Kampfjets fliegen Hunderte Angriffe und zerstören unter anderem Luftwaffenbasen und Depots. In Damaskus übernimmt eine Übergangsregierung, die bis März 2025 im Amt bleiben will.

Von Tomas Avenarius, Amman

Israel hat auf den Umsturz in Syrien am Wochenende mit Luftangriffen unter anderem auf Luftflotten, Marineschiffe und Waffenlager in dem Nachbarland reagiert. Die Syrische Beobachtungsstelle für Menschenrechte in London berichtete am Mittwochmorgen von „mindestens 310“ solcher Angriffe in den vergangenen zwei Tagen. Am Abend teilte die Armee mit, es seien mehr als 480 Ziele in Syrien angegriffen worden.

Die Militärschläge zeigen, dass Regierungschef Benjamin Netanjahu Ernst macht mit der Neugestaltung der Region – zum Vorteil Israels. „Ich verändere das Gesicht des Nahen Ostens, so wie ich es versprochen habe“, sagte er.

# Gegebene Daten:
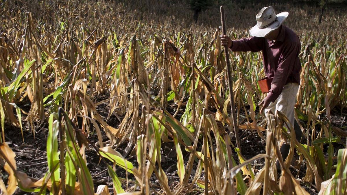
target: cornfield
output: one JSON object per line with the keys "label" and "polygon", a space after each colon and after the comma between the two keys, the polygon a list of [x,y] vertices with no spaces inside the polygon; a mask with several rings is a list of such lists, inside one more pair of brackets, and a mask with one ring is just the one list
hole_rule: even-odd
{"label": "cornfield", "polygon": [[[344,11],[319,25],[309,5],[272,5],[302,42],[301,143],[285,115],[259,113],[261,53],[230,52],[239,148],[218,6],[195,24],[183,2],[152,1],[0,3],[2,194],[347,194]],[[235,40],[265,6],[226,6]],[[29,137],[45,146],[21,167]],[[42,177],[25,171],[39,165]]]}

# Deine Aufgabe:
Schreibe den Ausgangstext von „Kampfjets fliegen Hunderte“ bis „Amt bleiben will.“ neu und benenne dabei „Kampfjets“ in „Kampfflugzeuge“ um. Die Zeilen werden für die Bearbeitung nicht gebraucht.

# Das Ergebnis:
Kampfflugzeuge fliegen Hunderte Angriffe und zerstören unter anderem Luftwaffenbasen und Depots. In Damaskus übernimmt eine Übergangsregierung, die bis März 2025 im Amt bleiben will.